* _Fragment strony_:
========================

Filmowcy, aby przyjechać do Łagowa musieli akceptować Koniora, który siłą rzeczy, jako administrator i dystrybutor filmów w terenie był przedstawicielem oficjalnej linii państwa w dziedzinie kultury. – Tak, to była sytuacja schizofreniczna – przyznaje Konior i ona sporo mnie kosztowała. Władze lokalne, mniej lub bardziej chętnie, mnie tolerowały. Zaś ze strony artystów ani razu nie spotkałem się z odmową przyjazdu. Odwrotnie, pamiętam taki przypadek: nagrodzono któryś z filmów Wajdy, a on w tym czasie świętował w Krakowie jakąś rocznicę Piwnicy pod Baranami, z którą związana była jego żona Krystyna Zachwatowicz. I… Wajda przyjechał taksówką do Łagowa, odebrał nagrodę, pokazał się publiczności, po czym wrócił do Krakowa na dalszy ciąg uroczystości. No, a skoro sam mistrz przyjeżdżał, to przyjeżdżali i inni; cała czołówka polskiego kina.
Bywali też w Łagowie, ale żadnej roli tu nie odegrali, twórcy związani z nurtem nacjonalistyczno-antysemickim w kulturze, jak Poręba, Filipski, Trzeciak. Jednak pozostawali na uboczu, obcy w domu, na żadne łagowskie nagrody nie mogli liczyć. Tu nie było dla nich miejsca, tu panowała atmosfera liberalna. A wtedy liberalizm brzmiał jak zarzut. Liberał – „zgniły” liberał – to było coś z gruntu podejrzanego, niezgodnego z oficjalną twardą linią propagandy. Tymczasem z filmów prezentowanych w Łagowie, z dyskusji i seminariów płynęły wnioski pokazujące co naprawdę kotłuje się w społeczeństwie, a przede wszystkim w głowach twórców. Wówczas wybuchło kino moralnego niepokoju, które odzwierciedlało te „drożdże”, ten stan umysłów, który zafunkcjonował w sierpniu 80. I o tym się mówiło, nawet przy tematach pozornie tak odległych od „tu i teraz”, jak polski film historyczny. Rezultaty, odpryski łagowskich debat i diagnoz docierały do decydentów, ale ich to nie obchodziło. Lekceważyli je, albo nie przyjmowali do wiadomości, podobnie jak sygnały z innych sfer, na przykład walącej się gospodarki. Wówczas artyści nie byli dla władzy równorzędnymi partnerami dialogu. Byli tym, czym na dworach władców starożytnego wschodu: uświetniali, od czasu do czasu mogli pociągnąć za nogawkę, ugryźć w kostkę, ale nie traktowano ich poważnie. W razie czego sięgano do restrykcji w postaci bądź to zakazu druku, odłożenia filmu na półkę, braku zgody na realizację jakiegoś scenariusza.

========================

* _Zarejestrowane dane_:

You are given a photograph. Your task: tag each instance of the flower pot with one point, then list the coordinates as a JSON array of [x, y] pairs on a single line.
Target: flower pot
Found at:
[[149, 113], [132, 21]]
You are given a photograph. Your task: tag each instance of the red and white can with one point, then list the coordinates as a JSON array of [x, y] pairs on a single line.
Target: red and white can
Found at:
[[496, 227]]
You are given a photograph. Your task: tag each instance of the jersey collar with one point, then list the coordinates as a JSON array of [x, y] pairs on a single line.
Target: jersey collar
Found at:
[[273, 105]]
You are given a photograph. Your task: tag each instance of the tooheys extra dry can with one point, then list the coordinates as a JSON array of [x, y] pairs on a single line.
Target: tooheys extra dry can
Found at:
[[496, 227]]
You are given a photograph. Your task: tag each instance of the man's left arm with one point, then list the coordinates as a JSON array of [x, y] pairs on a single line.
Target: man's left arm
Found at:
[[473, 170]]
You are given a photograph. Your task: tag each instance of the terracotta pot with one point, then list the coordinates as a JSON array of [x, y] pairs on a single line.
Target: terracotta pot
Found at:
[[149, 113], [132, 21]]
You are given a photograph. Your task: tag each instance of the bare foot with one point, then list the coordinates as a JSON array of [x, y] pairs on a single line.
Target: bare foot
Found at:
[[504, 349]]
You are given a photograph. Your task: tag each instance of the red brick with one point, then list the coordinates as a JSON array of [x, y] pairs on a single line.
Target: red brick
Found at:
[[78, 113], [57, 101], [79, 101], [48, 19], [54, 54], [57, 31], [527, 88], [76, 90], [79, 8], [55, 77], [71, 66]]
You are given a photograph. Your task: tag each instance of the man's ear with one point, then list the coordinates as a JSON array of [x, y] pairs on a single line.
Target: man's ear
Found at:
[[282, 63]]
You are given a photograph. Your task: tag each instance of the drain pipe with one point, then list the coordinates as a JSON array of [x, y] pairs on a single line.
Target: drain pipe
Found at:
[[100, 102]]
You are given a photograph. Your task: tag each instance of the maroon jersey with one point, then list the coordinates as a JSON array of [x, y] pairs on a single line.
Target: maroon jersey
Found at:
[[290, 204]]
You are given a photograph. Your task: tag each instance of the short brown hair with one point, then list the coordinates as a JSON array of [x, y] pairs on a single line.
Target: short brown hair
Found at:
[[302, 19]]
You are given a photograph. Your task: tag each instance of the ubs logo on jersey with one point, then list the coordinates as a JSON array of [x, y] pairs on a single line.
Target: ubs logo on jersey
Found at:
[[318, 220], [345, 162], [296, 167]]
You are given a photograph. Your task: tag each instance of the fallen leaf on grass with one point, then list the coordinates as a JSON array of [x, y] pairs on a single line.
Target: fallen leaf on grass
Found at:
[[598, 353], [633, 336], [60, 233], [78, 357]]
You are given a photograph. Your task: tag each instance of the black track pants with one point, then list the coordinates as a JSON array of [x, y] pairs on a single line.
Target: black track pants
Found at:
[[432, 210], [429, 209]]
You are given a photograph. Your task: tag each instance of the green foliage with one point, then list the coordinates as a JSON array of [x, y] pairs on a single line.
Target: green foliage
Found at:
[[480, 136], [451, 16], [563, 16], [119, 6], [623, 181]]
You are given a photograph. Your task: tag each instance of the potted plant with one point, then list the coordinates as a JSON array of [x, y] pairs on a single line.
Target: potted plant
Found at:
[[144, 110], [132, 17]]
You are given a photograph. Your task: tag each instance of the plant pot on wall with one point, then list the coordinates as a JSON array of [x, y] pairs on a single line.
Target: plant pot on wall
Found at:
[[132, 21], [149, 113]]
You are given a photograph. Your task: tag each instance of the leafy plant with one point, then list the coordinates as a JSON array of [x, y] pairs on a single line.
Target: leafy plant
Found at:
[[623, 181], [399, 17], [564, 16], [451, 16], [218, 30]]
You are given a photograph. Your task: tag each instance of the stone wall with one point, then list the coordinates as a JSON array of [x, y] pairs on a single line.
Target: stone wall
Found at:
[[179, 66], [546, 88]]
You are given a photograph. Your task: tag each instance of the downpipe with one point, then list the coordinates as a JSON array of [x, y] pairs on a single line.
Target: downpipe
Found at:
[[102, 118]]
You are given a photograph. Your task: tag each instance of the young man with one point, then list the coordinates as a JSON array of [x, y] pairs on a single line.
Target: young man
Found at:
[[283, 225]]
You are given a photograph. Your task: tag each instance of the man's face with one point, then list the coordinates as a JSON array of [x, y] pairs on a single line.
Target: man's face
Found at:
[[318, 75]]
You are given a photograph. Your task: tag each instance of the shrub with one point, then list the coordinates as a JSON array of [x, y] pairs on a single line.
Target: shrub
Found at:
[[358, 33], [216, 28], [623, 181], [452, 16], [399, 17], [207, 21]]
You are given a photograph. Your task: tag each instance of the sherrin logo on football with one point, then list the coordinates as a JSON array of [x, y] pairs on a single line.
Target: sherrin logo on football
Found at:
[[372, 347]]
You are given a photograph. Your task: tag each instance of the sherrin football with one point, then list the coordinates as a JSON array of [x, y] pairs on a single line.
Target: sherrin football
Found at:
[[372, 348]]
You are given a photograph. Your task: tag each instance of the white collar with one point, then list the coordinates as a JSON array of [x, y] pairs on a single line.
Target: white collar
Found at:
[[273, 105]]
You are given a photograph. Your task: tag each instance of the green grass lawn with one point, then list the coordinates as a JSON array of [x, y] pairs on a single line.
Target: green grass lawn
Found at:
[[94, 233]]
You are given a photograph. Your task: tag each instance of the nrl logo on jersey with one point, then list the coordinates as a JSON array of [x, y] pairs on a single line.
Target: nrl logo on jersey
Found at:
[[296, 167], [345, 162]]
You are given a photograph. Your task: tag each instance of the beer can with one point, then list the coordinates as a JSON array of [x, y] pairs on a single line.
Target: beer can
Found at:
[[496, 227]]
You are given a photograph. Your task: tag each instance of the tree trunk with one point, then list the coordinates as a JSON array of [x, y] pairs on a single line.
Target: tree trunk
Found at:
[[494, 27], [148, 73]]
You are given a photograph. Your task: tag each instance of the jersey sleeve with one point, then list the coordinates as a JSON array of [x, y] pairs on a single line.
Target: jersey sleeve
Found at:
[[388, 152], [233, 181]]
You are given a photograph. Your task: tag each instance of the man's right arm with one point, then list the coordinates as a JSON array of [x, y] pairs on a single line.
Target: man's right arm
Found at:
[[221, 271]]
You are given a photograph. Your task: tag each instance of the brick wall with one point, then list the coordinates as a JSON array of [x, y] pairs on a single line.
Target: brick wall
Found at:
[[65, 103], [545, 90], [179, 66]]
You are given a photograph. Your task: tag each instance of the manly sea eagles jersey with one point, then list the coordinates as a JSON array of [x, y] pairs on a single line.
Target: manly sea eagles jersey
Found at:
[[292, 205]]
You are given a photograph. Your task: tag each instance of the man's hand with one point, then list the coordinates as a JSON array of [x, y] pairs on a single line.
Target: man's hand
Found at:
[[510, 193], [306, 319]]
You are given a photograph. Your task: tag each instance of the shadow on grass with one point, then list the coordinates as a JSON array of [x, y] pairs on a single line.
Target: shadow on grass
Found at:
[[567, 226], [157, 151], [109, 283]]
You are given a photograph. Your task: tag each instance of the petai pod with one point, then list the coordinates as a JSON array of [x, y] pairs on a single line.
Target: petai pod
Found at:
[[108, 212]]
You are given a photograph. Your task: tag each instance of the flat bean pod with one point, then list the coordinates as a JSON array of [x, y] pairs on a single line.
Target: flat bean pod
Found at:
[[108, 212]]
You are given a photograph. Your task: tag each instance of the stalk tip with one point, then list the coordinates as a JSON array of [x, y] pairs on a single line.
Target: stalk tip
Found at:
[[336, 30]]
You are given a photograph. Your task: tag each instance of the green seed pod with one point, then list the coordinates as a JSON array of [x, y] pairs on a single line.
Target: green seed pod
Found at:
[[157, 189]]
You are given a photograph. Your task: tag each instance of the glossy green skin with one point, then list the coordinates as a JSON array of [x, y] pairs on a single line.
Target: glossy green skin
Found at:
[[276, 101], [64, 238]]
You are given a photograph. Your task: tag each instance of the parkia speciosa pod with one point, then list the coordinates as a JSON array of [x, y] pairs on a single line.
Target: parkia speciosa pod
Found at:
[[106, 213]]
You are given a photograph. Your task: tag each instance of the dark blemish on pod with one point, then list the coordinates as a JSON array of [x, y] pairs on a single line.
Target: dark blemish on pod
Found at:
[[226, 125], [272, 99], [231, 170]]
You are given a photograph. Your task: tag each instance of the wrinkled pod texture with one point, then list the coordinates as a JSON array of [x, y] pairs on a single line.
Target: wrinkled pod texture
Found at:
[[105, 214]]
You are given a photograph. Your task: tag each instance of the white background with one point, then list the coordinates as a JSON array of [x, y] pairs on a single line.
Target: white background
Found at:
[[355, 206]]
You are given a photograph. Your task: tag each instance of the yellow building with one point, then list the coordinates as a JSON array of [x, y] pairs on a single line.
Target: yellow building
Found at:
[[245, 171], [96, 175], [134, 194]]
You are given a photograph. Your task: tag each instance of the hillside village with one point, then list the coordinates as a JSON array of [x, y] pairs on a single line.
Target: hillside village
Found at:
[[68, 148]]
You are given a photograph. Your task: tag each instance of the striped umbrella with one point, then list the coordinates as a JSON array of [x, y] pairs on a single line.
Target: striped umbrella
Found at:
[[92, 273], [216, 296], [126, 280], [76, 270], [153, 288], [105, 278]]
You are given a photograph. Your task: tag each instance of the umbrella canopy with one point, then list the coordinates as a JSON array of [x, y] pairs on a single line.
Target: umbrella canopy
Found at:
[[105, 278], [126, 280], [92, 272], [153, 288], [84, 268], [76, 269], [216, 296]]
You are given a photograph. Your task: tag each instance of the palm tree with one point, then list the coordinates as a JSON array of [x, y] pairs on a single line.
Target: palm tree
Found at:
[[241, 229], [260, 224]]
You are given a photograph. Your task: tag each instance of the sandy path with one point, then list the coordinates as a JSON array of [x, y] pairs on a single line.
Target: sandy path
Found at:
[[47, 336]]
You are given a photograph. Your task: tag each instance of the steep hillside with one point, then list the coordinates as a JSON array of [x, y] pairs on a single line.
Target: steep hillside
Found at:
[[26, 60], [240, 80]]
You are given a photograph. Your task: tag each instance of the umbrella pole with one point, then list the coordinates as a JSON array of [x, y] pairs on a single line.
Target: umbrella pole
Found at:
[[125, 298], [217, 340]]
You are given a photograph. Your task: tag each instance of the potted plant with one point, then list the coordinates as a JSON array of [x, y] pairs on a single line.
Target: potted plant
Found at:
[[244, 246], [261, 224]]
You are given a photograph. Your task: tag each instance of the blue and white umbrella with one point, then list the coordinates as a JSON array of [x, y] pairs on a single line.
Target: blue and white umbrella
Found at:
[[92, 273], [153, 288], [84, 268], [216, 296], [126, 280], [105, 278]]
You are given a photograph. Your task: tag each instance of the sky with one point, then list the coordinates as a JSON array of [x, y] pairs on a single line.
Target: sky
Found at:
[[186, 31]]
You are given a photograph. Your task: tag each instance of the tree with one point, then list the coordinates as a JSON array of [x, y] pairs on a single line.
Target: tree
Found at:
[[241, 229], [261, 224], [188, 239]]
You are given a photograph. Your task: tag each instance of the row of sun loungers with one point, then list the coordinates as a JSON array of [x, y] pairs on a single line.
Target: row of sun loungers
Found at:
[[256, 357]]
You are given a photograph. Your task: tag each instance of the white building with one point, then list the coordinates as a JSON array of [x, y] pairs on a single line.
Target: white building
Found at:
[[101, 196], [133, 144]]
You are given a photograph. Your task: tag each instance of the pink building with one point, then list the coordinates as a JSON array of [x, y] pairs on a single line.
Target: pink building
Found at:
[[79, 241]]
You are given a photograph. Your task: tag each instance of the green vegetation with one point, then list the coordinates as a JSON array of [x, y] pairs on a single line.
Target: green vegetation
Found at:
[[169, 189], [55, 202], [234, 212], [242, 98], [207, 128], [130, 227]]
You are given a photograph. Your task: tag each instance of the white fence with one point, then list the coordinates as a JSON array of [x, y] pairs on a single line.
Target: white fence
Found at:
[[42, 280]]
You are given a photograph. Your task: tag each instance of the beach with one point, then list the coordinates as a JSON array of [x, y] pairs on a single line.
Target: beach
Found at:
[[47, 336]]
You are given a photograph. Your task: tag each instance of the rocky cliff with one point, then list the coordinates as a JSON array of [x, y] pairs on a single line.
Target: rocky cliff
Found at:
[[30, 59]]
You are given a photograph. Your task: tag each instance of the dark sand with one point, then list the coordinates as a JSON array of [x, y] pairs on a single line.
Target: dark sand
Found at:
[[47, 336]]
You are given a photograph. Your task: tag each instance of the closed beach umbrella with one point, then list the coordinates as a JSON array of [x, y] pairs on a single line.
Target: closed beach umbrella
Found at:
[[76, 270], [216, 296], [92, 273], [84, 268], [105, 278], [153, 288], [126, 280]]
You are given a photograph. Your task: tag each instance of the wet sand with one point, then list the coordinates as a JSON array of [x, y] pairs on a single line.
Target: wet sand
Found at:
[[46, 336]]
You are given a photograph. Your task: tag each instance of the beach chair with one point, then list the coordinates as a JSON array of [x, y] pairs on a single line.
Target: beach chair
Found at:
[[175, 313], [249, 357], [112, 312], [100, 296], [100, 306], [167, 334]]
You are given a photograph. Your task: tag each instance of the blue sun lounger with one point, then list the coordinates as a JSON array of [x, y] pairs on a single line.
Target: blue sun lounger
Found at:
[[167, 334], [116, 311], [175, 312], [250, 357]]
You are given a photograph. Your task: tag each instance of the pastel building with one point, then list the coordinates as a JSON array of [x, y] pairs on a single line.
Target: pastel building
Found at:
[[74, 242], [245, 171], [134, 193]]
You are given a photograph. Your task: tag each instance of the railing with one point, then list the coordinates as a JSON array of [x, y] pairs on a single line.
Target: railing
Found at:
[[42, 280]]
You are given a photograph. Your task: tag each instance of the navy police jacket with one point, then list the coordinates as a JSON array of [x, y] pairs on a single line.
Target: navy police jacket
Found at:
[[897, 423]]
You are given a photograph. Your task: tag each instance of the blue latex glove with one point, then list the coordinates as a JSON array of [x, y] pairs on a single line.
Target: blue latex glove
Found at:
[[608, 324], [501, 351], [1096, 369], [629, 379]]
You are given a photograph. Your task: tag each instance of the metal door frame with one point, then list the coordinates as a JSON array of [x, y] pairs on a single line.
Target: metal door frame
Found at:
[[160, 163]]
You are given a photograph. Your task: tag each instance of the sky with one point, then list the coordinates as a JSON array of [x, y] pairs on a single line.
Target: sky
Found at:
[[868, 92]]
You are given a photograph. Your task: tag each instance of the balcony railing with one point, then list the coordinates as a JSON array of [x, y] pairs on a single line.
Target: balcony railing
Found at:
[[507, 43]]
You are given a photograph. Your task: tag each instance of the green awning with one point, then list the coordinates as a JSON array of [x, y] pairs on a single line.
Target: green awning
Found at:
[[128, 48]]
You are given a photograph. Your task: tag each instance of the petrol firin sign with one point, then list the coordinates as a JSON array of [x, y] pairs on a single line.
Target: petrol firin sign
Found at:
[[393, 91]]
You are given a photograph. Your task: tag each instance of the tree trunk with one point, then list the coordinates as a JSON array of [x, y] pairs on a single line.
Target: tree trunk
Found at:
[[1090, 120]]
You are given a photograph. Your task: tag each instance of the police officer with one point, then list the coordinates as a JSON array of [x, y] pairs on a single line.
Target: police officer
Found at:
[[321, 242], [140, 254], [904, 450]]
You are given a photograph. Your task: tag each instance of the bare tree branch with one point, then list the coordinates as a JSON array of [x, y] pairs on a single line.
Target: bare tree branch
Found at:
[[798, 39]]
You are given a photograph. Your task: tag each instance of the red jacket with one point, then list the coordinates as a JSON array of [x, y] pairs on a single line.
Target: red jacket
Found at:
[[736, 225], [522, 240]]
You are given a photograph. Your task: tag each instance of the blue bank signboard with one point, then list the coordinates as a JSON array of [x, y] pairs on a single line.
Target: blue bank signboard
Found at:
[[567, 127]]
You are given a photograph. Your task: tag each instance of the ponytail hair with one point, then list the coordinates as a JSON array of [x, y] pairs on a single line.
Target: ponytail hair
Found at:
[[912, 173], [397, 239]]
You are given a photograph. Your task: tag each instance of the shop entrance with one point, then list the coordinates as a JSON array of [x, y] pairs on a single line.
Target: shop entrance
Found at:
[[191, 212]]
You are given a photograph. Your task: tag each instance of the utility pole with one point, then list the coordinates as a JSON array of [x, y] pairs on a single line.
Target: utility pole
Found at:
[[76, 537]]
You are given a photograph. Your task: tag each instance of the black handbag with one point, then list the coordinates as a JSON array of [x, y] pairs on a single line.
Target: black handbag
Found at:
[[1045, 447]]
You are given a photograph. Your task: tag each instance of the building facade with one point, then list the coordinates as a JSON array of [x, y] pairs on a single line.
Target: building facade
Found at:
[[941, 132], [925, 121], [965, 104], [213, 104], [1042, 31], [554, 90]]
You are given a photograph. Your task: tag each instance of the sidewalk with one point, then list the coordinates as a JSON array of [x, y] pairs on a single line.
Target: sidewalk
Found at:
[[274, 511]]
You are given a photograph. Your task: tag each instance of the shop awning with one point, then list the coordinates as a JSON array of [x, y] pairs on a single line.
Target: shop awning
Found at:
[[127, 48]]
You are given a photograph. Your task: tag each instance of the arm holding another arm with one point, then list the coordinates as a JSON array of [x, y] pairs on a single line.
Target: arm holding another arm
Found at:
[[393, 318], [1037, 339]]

========================

Z fragmentu strony przepisz dokładnie tekst między słowami „Filmowcy, aby przyjechać” a „czołówka polskiego kina.”, włącznie z tymi słowami.

* _Rozwiązanie zadania_:
Filmowcy, aby przyjechać do Łagowa musieli akceptować Koniora, który siłą rzeczy, jako administrator i dystrybutor filmów w terenie był przedstawicielem oficjalnej linii państwa w dziedzinie kultury. – Tak, to była sytuacja schizofreniczna – przyznaje Konior i ona sporo mnie kosztowała. Władze lokalne, mniej lub bardziej chętnie, mnie tolerowały. Zaś ze strony artystów ani razu nie spotkałem się z odmową przyjazdu. Odwrotnie, pamiętam taki przypadek: nagrodzono któryś z filmów Wajdy, a on w tym czasie świętował w Krakowie jakąś rocznicę Piwnicy pod Baranami, z którą związana była jego żona Krystyna Zachwatowicz. I… Wajda przyjechał taksówką do Łagowa, odebrał nagrodę, pokazał się publiczności, po czym wrócił do Krakowa na dalszy ciąg uroczystości. No, a skoro sam mistrz przyjeżdżał, to przyjeżdżali i inni; cała czołówka polskiego kina.